TO BE DONE.
Turn every line of the records below into a numbered list, leaving out any blank lines.

(Dataset excerpt)
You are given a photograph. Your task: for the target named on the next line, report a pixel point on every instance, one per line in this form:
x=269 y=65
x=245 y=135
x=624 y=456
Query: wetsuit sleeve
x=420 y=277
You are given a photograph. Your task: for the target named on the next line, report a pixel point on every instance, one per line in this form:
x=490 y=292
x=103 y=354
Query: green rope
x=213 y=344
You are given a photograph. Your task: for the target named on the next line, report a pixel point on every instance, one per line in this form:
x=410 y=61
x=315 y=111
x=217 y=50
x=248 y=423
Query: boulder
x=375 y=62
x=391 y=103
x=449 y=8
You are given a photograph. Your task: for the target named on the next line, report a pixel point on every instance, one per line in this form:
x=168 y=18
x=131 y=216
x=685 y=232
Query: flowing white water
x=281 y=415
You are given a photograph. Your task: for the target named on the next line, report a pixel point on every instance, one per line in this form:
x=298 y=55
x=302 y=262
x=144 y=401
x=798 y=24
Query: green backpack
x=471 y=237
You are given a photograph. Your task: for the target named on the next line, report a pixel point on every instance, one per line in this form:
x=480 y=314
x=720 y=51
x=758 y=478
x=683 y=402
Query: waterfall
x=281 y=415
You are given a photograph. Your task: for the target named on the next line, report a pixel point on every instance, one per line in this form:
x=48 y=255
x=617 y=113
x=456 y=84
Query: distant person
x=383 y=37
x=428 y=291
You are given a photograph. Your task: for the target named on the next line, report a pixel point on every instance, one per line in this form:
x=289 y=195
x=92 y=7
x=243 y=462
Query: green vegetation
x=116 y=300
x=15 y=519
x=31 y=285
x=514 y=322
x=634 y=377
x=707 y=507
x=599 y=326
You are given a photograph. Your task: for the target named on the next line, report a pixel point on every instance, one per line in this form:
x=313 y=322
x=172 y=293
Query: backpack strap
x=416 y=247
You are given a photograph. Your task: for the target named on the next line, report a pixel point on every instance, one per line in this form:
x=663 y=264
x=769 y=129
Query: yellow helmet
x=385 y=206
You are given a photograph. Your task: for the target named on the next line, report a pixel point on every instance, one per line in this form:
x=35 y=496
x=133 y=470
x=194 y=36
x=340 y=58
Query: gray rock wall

ANSWER IN FULL.
1. You are given a photograph. Your task: for the target named on the next line, report a pixel point on every instance, one per line in this form:
2. x=269 y=65
3. x=245 y=135
4. x=624 y=456
5. Query: wetsuit sleeve
6. x=420 y=277
7. You are given a photograph. Your task: for the target named on the next line, report a pixel point on every instance, one per line in this form:
8. x=490 y=292
9. x=103 y=354
10. Query: green rope
11. x=213 y=344
12. You are given a photograph. Your task: for the target named on the next line, report a pixel point on every instance, one per line in this form:
13. x=410 y=61
14. x=315 y=111
15. x=217 y=50
16. x=248 y=423
17. Query: boulder
18. x=375 y=62
19. x=391 y=103
20. x=449 y=8
21. You are given a photograph. Your task: for the target named on the next line, report a pixel point on every instance, one per line in this form:
22. x=168 y=18
23. x=131 y=216
24. x=685 y=232
25. Query: flowing white water
26. x=281 y=415
27. You are given a photograph. Your task: for the target named on the next line, report a pixel point on every instance, one per line in this form:
28. x=298 y=55
29. x=302 y=262
30. x=144 y=401
31. x=798 y=24
32. Query: green backpack
33. x=471 y=237
34. You are given a photograph. Your task: for the target named on the next line, report a pixel point on every instance, one per line in this form:
35. x=480 y=314
36. x=720 y=51
37. x=758 y=478
38. x=683 y=402
39. Query: waterfall
40. x=281 y=415
41. You are given a photograph. Your task: for the target named on the next line, report a pixel point on every instance, one per line in this form:
42. x=48 y=255
43. x=617 y=113
44. x=456 y=84
45. Query: distant person
46. x=383 y=37
47. x=428 y=291
48. You are given a photograph. Your task: for the target named on the next line, report a pixel point on every instance, one per line in this form:
49. x=289 y=195
50. x=92 y=7
51. x=243 y=462
52. Query: green vegetation
53. x=116 y=300
54. x=15 y=519
55. x=31 y=285
56. x=514 y=322
57. x=634 y=377
58. x=707 y=507
59. x=599 y=326
60. You are given a photograph. Your task: for the target named on the next line, report a pixel point on every instance, one per line in this form:
61. x=313 y=322
62. x=172 y=293
63. Query: backpack strap
64. x=416 y=247
65. You are given a photograph. Your task: for the target named on the next line, report a pixel point on every instance, one per line in this form:
66. x=663 y=264
67. x=769 y=129
68. Query: yellow helmet
69. x=385 y=206
70. You are given a photograph. Your task: for the target named on the next line, report a pixel point on every instance, one per line in this form:
71. x=35 y=496
72. x=133 y=470
73. x=194 y=36
74. x=340 y=58
75. Query: gray rock wall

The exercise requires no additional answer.